> Task to complete
Return the material exactly. Every line must stay as it is.

::: Extracted material :::

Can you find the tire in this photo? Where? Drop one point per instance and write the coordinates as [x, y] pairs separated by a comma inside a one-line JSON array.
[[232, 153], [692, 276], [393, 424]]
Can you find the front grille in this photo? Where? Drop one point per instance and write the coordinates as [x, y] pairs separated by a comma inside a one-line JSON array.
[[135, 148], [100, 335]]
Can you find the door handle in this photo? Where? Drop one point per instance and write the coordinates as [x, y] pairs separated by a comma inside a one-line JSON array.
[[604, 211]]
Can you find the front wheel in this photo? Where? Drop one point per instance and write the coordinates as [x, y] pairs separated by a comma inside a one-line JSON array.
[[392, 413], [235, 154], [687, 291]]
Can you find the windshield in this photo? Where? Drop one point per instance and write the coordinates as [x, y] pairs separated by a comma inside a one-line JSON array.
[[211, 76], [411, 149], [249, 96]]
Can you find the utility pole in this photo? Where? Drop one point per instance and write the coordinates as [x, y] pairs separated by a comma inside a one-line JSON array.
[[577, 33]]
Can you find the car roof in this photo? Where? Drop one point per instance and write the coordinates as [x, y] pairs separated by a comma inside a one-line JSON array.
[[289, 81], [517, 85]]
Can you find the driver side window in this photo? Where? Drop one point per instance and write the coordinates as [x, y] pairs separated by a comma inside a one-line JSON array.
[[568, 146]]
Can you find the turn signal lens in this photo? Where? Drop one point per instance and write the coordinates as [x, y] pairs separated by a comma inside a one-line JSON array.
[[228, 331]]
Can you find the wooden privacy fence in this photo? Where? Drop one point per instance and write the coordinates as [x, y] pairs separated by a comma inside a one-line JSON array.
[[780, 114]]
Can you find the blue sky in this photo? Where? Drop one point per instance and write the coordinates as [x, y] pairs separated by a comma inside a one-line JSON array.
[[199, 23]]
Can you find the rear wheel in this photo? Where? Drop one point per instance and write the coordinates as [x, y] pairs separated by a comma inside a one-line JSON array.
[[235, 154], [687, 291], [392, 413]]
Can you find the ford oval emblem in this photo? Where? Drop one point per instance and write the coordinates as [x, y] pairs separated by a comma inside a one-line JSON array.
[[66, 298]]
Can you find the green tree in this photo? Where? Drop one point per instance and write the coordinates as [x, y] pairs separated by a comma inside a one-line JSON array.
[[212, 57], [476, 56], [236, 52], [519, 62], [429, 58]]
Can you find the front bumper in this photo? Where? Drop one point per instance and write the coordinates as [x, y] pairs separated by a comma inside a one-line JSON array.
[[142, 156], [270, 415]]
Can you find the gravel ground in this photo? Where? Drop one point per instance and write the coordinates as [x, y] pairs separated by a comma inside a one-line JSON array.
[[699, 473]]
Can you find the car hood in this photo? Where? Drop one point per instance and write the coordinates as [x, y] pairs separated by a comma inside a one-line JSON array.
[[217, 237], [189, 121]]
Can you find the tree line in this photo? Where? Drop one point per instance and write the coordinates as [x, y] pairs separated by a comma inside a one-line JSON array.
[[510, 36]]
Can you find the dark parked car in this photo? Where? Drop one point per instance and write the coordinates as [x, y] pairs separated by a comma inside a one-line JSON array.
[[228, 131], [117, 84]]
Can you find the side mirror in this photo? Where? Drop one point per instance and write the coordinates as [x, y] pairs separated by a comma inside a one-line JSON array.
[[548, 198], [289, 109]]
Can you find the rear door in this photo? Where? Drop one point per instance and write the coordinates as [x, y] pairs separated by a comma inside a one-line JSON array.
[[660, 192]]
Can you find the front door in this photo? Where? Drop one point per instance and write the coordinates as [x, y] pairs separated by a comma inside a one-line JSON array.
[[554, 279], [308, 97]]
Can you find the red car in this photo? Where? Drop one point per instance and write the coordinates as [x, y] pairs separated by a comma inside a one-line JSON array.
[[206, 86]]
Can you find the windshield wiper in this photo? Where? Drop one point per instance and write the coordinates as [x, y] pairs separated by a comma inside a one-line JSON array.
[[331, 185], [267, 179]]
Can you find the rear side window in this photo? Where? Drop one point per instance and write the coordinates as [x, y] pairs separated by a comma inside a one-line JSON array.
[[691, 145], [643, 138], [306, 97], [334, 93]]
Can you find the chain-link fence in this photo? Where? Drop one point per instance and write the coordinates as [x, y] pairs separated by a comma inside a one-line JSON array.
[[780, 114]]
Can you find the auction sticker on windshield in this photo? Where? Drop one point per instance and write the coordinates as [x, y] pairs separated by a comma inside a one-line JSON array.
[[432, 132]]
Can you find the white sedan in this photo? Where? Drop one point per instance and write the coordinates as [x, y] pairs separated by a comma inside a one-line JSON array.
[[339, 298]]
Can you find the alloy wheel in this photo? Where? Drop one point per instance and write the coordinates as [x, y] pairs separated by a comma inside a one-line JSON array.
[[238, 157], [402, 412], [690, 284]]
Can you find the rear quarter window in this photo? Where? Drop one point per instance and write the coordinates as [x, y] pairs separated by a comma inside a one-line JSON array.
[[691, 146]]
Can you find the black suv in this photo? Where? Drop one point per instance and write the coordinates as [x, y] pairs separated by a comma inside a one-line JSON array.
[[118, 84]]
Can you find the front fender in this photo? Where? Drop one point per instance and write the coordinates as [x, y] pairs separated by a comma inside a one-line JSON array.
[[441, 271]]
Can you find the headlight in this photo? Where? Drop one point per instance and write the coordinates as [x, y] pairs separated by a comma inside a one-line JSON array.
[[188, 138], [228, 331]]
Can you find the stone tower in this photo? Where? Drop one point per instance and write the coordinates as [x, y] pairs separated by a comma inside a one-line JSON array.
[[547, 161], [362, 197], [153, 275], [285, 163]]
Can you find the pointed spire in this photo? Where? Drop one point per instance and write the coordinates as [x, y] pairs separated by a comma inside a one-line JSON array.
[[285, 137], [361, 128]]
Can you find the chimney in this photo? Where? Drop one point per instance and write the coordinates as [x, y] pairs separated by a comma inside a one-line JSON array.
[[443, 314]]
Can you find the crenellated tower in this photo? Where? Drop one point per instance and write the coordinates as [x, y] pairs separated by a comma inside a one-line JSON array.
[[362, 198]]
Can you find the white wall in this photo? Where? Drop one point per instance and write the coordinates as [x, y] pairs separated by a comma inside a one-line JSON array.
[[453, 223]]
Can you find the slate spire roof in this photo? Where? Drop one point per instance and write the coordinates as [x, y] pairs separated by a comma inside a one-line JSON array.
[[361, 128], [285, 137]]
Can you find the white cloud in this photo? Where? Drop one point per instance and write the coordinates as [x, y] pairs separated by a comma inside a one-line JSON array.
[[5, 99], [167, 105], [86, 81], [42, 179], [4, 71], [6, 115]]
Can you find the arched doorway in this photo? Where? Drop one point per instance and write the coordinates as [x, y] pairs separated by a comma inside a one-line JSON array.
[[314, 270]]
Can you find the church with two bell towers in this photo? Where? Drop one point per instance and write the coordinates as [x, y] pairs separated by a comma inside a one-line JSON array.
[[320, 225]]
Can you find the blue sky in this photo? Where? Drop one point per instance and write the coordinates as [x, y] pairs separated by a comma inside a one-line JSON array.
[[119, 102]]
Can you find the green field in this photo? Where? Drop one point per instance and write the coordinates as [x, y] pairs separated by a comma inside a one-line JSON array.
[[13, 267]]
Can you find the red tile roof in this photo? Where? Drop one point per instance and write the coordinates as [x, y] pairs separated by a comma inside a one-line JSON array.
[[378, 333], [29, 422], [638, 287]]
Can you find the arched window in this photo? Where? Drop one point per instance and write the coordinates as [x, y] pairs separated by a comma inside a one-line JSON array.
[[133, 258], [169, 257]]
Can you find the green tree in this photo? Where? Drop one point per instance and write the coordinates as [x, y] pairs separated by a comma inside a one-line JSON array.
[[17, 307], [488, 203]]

:::

> Solution to this problem
Can you find the tire in this photo? Where? Drop one point per instance and write the coordinates as [x, y] pairs separated by a comma inside a one-line JSON array.
[[232, 153], [692, 276], [393, 424]]
Can you find the front grille in this photo? Where? Drop one point per instance and write the coordinates as [x, y] pairs separated by a comma inside a one-line JSON array.
[[135, 148], [100, 335]]
Can you find the door handle in this photo? Where? Drop one point per instance and write the coordinates as [x, y] pairs separated by a comma inside a one-line JSON array.
[[604, 211]]
Can you find the front wheel in this photo? Where? Drop one point per instance and write the coordinates as [x, y] pairs separated by a comma inside a one-line JSON array.
[[392, 413], [235, 154], [687, 291]]
Can you find the windshield in this photo? Where? Drop one point per instance and write the coordinates as [x, y] pairs separated by a comma inside a one-line JSON array.
[[211, 76], [411, 149], [249, 96]]
Can you find the utility pole in this photo? Where? Drop one point per instance and write the coordinates as [x, y] pairs separated by a comma inside a one-line JSON array.
[[577, 33]]
Can you find the car roof in this photo? Where? Drop one point per instance and write the coordinates as [x, y] pairs separated by a comma inside a one-line JSON array.
[[289, 81], [517, 85]]
Can you find the driver side window in this photo? Where? Drop one point per instance and write the coordinates as [x, y] pairs separated by a comma inside a one-line JSON array.
[[568, 146]]
Can you find the turn signal lens in this photo? Where? Drop one point per instance and write the coordinates as [x, y] pairs separated by a comma inside a one-line JSON array.
[[228, 331]]
Can you find the wooden privacy fence in this photo? Where? Drop one point per instance and write the coordinates as [x, y] pairs separated by a comma inside a one-line JSON array.
[[780, 114]]
Can you find the blue sky in this photo? Where? Drop one point per instance and write the coordinates as [x, y] pairs separated by a comma inside a one-line JSON array.
[[199, 23]]
Can you find the rear wheel in this photo? Where? Drop one point per instance and write the coordinates as [x, y] pairs separated by a comma inside a one-line JSON array.
[[235, 154], [687, 291], [392, 413]]
Can you find the ford oval emblem in this photo? Where? Drop one point per instance and write the coordinates as [x, y] pairs separated by a comma inside a one-line JSON array.
[[66, 298]]
Can you find the green tree in this photo? Where? Drop one point per instance and write the coordinates as [x, y] pairs separated by a comma inside a one-line JSON array.
[[212, 57], [476, 56], [236, 52], [519, 62], [429, 58]]
Can you find the front bumper in this photo? Where? Drop one point per instance and write the coordinates as [x, y] pairs separated by a comma inside a one-line JSON array.
[[142, 156], [270, 415]]
Can you find the gravel ground in this photo? Where? Drop one point per instance and write the coordinates as [x, y] pairs separated by a comma inside a one-line JSON array.
[[699, 473]]
Can you find the car hood in this photo? Where? Drop one point per instance and write the coordinates as [x, y] pairs separated by a comma inside a one-line JSON array.
[[217, 237], [189, 121]]
Can you find the tree line in this photo? Where? Drop one point per instance and write the coordinates as [x, y] pairs separated by a comma inside a one-line JSON array.
[[510, 36]]
Can you find the dark parked car in this photo? Where? Drop one point per instance and write the coordinates as [x, y] pairs separated by a comma inside a one-line JSON array.
[[228, 131], [117, 84]]
Can you find the side mirror in this photo? Where? Drop one point per instance and write the coordinates as [x, y] pairs separated by a comma inside a one-line JSON array.
[[548, 198], [289, 109]]
Can you find the rear door in this photo? Where? Drop one point per instance and write the coordinates as [x, y] pairs separated by a comma inside a one-line JSON array.
[[660, 192]]
Can you find the front door in this photo? Where? Drop one point per instance and write the coordinates as [x, y] pairs separated by a comma inside a one-line JSON array.
[[554, 279], [308, 97]]
Can you find the red car in this photo? Where? Drop one point per instance and write the coordinates as [x, y] pairs separated by a comma inside a one-line JSON array.
[[206, 86]]
Can you find the windshield wiper in this photo? Where? Drop one point per instance and write the coordinates as [x, y] pairs separated by a comma inside a one-line JSON array.
[[331, 185], [267, 179]]
Can you find the rear side window in this photo? Where? Drop one point per instance and write the coordinates as [x, y] pairs separated by a comma inside a one-line JSON array.
[[691, 145], [643, 138], [306, 97], [334, 93]]
Can you find the chain-link fence in this photo? Where? Drop one point per instance and write the coordinates as [x, y] pairs separated by a comma inside a one-line JSON array.
[[780, 114]]
Can you find the auction sticker on windshield in this photo? Where? Drop one point per instance and write the coordinates as [x, y] pairs separated by a comma inside a one-line JSON array.
[[432, 132]]
Can you find the white sedan in this photo? Where? Drop one point per instance and write the coordinates as [x, y] pairs separated by a comma inside a one-line JSON array.
[[339, 298]]
Can you find the alloy wheel in this photo? Where? Drop one point per instance and write the coordinates as [x, y] pairs separated by a comma inside a one-line JSON array.
[[238, 157], [402, 412], [690, 284]]
Can you find the rear quarter window in this photo? Where? Drop one point per instance and write the coordinates as [x, y] pairs separated by a comma inside a one-line JSON array.
[[691, 146]]
Can you find the black suv in this photo? Where? Drop one point per instance and write the coordinates as [x, y] pairs separated by a comma inside a one-line JSON array.
[[118, 84]]
Can you find the front fender in this photo? Where? Drop one point per instance and write the coordinates as [x, y] pairs separated by a comma inside a one-line JSON array.
[[441, 271]]
Can you find the headlight in this photo? Where? Drop one point per instance and write the coordinates as [x, y] pairs separated by a comma inside a one-line JSON array.
[[188, 138], [228, 331]]
Can you find the stone tower in this photo? Where? Drop one point per instance and write the coordinates as [x, y] pairs separated by a comma inside a one-line JSON array.
[[547, 161], [362, 197], [153, 275], [285, 163]]
Can you find the pointed spire in this photo? Where? Drop one point per instance and write the coordinates as [x, y] pairs separated by a comma inside a one-line JSON array.
[[285, 137], [361, 128]]
Can you find the chimney in this photo? Where? Drop one point per instance and write the coordinates as [x, y] pairs separated by a comma inside a one-line JSON array.
[[443, 314]]
Can you find the crenellated tower in this photo? Where? Drop one point per instance and write the coordinates as [x, y] pairs separated by a comma inside a one-line JSON array.
[[362, 198]]
Can you find the white wall in this photo? Where? Drop one point per instance and write the coordinates as [x, y] pairs separated by a comma inside a one-line JSON array.
[[453, 223]]
Can you find the slate spire roof in this photo? Where? Drop one point per instance and write the coordinates as [x, y] pairs separated by a comma inside a one-line JSON array.
[[361, 128], [285, 137]]
Can you find the white cloud in this photo? Where? Drop one point per instance and write the coordinates as [x, y] pairs separated by a comma inside a one-line JSON array.
[[5, 99], [167, 105], [86, 81], [42, 179], [4, 71], [6, 115]]
Can you find the arched doorway in this photo? Where? Drop one point per instance and write the coordinates as [x, y] pairs separated by a comma inside a one-line JSON array.
[[314, 270]]
Can you find the church with two bell towers in this photo? Where? Drop one point per instance and write the coordinates as [x, y] pairs separated by a comma inside a one-line JSON array.
[[320, 225]]
Can you find the blue sky in this photo? Where? Drop one point per instance and write the coordinates as [x, y] pairs separated by a comma inside a one-line JSON array.
[[119, 102]]
Can you find the green field in this photo? Where? Drop one point per instance and write the coordinates as [x, y] pairs separated by a comma inside a one-line JSON array.
[[13, 267]]
Can you find the red tile roof in this photo? Where? Drop one point per instance and write the coordinates as [x, y] pairs separated by a comma inside a one-line JSON array.
[[378, 333], [29, 422], [638, 287]]
Can you find the arched window in this photo? Where? Drop one point per instance and write the coordinates as [x, y] pairs separated by a comma inside a one-line JSON array.
[[133, 258], [169, 257]]
Can you find the green tree in this photo? Where? Drop one point per instance and write the coordinates as [x, y] pairs separated by a comma inside a one-line JSON array.
[[17, 307], [488, 203]]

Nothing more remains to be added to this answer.